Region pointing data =
• • • •
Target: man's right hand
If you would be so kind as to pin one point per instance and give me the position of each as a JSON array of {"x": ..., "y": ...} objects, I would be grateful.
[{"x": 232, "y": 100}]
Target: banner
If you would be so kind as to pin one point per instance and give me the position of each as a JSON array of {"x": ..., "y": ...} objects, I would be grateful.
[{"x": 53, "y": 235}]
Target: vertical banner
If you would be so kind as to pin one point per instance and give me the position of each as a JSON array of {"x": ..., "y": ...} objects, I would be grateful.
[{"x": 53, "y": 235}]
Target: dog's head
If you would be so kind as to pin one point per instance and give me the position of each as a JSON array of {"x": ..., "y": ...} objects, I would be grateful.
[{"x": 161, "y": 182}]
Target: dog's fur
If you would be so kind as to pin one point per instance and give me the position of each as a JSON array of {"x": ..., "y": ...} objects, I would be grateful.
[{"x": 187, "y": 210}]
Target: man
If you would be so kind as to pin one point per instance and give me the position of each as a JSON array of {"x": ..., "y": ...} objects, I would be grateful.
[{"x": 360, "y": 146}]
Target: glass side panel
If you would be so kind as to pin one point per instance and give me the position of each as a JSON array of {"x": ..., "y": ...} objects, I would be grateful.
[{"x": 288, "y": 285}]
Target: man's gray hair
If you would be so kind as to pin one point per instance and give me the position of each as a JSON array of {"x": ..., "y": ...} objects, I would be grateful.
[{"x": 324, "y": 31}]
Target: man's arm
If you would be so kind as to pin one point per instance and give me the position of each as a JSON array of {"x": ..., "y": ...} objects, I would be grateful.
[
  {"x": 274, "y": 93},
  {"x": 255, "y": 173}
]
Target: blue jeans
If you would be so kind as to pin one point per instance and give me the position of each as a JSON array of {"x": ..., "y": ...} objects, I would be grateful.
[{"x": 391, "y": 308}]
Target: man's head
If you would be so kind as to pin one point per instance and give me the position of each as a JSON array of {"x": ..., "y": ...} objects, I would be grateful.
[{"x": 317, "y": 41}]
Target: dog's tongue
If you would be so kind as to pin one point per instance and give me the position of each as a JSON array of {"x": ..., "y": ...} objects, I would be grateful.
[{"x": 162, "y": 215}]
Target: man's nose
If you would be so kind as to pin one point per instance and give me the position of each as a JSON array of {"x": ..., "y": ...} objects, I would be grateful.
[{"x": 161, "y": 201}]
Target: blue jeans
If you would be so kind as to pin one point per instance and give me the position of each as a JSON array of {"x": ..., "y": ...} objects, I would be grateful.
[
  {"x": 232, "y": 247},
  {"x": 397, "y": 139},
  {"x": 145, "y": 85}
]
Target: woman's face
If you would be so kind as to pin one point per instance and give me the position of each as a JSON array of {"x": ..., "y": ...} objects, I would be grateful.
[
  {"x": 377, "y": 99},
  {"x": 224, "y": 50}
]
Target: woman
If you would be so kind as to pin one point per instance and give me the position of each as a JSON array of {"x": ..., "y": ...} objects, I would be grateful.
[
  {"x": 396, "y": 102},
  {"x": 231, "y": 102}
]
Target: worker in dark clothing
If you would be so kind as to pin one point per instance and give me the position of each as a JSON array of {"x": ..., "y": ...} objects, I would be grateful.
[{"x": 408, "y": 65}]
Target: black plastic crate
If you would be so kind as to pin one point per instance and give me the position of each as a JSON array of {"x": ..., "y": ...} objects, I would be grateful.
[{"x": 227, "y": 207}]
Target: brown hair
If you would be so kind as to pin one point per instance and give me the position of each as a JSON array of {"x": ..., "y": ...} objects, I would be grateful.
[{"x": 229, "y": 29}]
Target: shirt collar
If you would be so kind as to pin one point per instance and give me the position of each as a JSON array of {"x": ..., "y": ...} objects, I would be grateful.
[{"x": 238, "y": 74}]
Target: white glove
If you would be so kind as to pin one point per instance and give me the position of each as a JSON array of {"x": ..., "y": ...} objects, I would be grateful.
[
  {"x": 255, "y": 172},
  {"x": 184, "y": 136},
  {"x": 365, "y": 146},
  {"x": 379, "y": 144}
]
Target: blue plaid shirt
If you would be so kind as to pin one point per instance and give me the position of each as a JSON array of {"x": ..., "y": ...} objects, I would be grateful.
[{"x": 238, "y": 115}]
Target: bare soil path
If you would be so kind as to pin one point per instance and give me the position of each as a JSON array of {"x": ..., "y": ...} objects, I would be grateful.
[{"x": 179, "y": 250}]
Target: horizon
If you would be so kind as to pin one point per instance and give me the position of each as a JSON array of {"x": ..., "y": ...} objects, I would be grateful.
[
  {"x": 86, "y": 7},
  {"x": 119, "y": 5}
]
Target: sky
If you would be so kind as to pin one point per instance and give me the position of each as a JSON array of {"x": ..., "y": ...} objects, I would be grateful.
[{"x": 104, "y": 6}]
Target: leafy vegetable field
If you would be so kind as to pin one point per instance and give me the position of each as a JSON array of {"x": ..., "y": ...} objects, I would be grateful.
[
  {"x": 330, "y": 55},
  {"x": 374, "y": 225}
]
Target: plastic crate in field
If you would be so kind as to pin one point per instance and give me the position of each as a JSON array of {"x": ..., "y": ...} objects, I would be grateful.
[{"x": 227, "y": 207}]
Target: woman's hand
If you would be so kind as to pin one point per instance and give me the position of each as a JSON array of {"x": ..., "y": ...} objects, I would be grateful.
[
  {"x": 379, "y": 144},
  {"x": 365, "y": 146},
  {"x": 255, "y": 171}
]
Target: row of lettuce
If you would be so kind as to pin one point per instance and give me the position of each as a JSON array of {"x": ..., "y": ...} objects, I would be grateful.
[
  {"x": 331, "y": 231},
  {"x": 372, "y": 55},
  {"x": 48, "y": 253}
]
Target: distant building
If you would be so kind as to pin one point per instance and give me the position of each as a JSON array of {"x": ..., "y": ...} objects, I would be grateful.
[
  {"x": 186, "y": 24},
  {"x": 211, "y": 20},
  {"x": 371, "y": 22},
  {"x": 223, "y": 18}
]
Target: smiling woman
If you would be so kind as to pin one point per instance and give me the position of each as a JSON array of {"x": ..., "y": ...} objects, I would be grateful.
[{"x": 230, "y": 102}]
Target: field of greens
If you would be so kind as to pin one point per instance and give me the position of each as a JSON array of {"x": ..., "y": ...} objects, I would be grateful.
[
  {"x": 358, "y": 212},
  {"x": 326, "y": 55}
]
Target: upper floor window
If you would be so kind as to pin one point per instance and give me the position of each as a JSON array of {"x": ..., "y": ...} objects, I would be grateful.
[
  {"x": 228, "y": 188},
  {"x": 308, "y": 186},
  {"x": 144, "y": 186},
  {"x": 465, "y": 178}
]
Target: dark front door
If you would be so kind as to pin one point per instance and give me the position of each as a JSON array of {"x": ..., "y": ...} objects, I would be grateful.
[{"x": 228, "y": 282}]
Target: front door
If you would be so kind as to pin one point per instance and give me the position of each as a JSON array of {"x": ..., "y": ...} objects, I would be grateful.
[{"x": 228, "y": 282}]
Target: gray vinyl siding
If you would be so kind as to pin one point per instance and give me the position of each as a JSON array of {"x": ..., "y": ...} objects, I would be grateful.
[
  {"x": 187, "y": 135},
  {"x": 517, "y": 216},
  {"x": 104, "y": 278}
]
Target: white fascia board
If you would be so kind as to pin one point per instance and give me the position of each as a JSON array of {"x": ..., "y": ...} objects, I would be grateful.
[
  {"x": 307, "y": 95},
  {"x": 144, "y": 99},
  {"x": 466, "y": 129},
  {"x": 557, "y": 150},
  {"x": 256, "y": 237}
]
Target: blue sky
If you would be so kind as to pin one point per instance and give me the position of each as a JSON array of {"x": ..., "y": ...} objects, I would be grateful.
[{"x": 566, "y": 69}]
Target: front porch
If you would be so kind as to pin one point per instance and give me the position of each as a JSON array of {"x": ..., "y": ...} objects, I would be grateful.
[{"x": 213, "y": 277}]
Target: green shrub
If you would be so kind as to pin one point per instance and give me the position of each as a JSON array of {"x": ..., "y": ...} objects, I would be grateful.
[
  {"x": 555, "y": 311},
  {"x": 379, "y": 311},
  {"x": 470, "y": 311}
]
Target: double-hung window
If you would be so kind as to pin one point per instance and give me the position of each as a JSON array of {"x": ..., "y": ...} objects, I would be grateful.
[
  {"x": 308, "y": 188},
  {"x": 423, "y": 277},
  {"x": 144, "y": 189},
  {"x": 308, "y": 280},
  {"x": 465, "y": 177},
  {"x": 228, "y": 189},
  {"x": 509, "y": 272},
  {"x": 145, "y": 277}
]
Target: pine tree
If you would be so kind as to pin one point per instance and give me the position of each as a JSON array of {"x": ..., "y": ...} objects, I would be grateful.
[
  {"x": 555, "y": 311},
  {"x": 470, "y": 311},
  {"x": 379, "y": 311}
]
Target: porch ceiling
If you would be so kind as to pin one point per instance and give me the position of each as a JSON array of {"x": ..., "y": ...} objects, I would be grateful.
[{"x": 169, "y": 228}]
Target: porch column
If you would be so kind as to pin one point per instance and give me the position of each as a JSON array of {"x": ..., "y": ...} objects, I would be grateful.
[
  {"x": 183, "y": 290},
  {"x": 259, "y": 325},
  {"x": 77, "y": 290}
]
• • • •
WHAT THE EXERCISE ASKS =
Transcribe, exactly as written, all lines of the entries above from the first to the one containing "Target: vertical banner", and no more.

RESULT FOR THIS EXERCISE =
Target: man's right hand
If you would be so kind as to pin one point per instance and give me the position of each as a JSON array of {"x": ..., "y": ...} objects, I would be grateful.
[{"x": 232, "y": 100}]
Target: banner
If you would be so kind as to pin one point per instance and give me the position of each as a JSON array of {"x": ..., "y": ...} objects, I would be grateful.
[{"x": 53, "y": 235}]
Target: vertical banner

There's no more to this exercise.